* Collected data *

— BEGIN —

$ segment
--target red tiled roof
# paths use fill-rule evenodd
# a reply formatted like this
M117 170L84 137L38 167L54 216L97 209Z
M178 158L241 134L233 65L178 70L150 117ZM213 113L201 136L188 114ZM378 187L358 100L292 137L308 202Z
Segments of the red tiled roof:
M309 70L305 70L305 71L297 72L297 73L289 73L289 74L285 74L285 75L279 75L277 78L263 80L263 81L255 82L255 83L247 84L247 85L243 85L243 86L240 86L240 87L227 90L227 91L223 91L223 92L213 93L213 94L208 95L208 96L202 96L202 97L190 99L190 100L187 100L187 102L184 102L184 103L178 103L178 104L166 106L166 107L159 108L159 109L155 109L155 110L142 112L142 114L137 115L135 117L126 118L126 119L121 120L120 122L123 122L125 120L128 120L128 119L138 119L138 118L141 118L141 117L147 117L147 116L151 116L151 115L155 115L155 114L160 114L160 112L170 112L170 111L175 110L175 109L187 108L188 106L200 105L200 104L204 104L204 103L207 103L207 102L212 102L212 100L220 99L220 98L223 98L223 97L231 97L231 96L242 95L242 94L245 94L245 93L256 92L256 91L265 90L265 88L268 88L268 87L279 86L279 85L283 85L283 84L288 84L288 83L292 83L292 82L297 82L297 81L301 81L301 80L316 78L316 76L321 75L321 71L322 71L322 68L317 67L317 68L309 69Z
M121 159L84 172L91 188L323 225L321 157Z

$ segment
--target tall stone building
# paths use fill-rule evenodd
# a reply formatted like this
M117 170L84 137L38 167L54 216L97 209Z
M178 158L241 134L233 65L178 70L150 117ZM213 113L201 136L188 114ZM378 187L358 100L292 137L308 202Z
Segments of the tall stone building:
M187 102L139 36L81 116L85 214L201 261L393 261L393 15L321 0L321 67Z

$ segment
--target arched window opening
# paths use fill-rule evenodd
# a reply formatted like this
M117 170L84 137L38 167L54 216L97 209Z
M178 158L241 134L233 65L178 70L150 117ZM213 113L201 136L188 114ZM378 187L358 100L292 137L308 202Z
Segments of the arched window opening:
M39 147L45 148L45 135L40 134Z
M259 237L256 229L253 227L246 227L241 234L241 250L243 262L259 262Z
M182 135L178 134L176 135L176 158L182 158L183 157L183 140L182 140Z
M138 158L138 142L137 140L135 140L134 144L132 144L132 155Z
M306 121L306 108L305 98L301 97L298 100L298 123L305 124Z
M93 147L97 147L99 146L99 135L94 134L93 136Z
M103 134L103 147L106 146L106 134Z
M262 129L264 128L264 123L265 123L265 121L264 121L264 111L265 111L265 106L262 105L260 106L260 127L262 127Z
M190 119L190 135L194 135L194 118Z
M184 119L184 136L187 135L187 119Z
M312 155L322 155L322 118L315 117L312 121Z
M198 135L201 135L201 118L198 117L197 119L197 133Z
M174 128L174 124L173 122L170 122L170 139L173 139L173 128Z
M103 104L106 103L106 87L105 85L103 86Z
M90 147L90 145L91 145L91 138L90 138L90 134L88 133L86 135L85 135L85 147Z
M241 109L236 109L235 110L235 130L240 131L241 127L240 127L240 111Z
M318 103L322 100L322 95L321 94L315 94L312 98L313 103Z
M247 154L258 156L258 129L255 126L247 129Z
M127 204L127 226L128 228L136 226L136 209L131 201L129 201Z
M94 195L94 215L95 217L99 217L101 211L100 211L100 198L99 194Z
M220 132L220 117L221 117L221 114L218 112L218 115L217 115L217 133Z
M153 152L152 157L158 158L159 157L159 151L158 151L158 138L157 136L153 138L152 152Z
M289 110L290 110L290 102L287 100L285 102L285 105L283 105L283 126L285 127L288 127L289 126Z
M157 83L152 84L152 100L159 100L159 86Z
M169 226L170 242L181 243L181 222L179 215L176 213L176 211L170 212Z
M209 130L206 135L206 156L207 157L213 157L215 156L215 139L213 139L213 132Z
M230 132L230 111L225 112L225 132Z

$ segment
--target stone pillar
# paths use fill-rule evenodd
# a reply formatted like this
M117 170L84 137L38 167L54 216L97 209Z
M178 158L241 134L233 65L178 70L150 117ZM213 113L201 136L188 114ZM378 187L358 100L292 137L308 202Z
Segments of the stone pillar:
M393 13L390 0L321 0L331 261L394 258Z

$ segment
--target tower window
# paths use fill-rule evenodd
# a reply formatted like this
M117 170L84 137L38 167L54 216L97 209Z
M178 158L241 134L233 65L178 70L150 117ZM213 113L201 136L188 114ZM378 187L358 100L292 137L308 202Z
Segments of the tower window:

— END —

* Instructions to follow *
List each line of the collected data that contains the word "tall".

* Complete output *
--target tall stone building
Segments of the tall stone building:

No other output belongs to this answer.